Dataset content |
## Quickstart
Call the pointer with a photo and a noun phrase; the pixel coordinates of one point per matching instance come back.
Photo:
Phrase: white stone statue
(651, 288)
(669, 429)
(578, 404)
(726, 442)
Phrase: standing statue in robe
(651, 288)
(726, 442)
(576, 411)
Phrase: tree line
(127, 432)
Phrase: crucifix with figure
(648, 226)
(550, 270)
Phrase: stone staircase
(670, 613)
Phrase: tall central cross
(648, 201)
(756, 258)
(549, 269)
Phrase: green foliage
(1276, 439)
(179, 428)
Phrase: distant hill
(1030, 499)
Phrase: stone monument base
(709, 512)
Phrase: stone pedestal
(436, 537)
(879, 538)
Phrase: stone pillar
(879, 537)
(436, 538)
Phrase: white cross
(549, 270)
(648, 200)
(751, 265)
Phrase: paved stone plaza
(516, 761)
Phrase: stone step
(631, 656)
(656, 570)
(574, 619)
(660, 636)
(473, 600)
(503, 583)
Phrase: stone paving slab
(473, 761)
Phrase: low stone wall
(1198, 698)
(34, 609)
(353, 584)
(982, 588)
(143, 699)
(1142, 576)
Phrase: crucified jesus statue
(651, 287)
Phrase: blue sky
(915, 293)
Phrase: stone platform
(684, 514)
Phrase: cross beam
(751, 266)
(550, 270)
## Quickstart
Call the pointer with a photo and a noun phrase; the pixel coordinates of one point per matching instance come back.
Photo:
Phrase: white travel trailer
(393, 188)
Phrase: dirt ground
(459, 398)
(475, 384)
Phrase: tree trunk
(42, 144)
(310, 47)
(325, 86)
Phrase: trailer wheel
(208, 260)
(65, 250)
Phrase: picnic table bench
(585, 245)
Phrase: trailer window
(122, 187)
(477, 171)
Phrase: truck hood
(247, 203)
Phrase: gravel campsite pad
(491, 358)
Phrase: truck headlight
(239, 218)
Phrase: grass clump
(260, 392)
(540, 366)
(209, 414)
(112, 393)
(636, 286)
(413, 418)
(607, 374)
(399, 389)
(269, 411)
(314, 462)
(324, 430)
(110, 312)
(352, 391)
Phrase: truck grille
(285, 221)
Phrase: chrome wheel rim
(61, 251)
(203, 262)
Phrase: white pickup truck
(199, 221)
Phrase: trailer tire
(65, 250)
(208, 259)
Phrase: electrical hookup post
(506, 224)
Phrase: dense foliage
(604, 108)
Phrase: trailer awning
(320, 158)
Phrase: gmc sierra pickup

Work to do | Reproduce all of the material above word for word, from its first line through its last.

Final result |
## Quickstart
Call the pointer with a photo and a noun phrase; the pixel coordinates of one point per matching instance come back.
Photo:
Phrase: white stone statue
(651, 288)
(669, 429)
(578, 404)
(726, 442)
Phrase: standing statue in robe
(651, 288)
(726, 442)
(576, 411)
Phrase: tree line
(127, 432)
Phrase: crucifix with figure
(648, 226)
(550, 270)
Phrase: stone staircase
(670, 613)
Phrase: tall central cross
(648, 201)
(756, 258)
(549, 269)
Phrase: green foliage
(1276, 439)
(179, 428)
Phrase: distant hill
(1030, 499)
Phrase: stone monument base
(709, 512)
Phrase: stone pedestal
(436, 537)
(879, 538)
Phrase: stone pillar
(879, 537)
(436, 538)
Phrase: white cross
(549, 270)
(648, 200)
(751, 265)
Phrase: paved stone plaza
(516, 761)
Phrase: stone step
(631, 656)
(656, 570)
(574, 619)
(660, 636)
(473, 600)
(503, 583)
Phrase: stone paving slab
(473, 761)
Phrase: low stone wall
(1198, 698)
(34, 609)
(353, 584)
(982, 588)
(143, 699)
(1142, 576)
Phrase: crucified jesus statue
(651, 287)
Phrase: blue sky
(915, 293)
Phrase: stone platform
(684, 514)
Phrase: cross beam
(751, 266)
(550, 270)
## Quickstart
Call the pointer with a photo and a noun phrase; the pixel coordinates of one point per matching instance come back.
Photo:
Phrase: white travel trailer
(393, 188)
Phrase: dirt ground
(459, 398)
(475, 384)
Phrase: tree trunk
(42, 144)
(310, 47)
(325, 86)
Phrase: trailer wheel
(208, 260)
(65, 250)
Phrase: picnic table bench
(585, 245)
Phrase: trailer window
(122, 187)
(477, 171)
Phrase: truck hood
(247, 203)
Phrase: gravel campsite pad
(491, 358)
Phrase: truck headlight
(239, 218)
Phrase: grass clump
(260, 392)
(540, 366)
(209, 414)
(112, 393)
(636, 286)
(413, 418)
(607, 374)
(399, 389)
(269, 411)
(314, 462)
(324, 430)
(110, 312)
(352, 391)
Phrase: truck grille
(285, 221)
Phrase: chrome wheel rim
(61, 251)
(203, 262)
Phrase: white pickup truck
(199, 221)
Phrase: trailer tire
(65, 250)
(208, 259)
Phrase: electrical hookup post
(506, 224)
Phrase: dense foliage
(604, 108)
Phrase: trailer awning
(320, 158)
Phrase: gmc sierra pickup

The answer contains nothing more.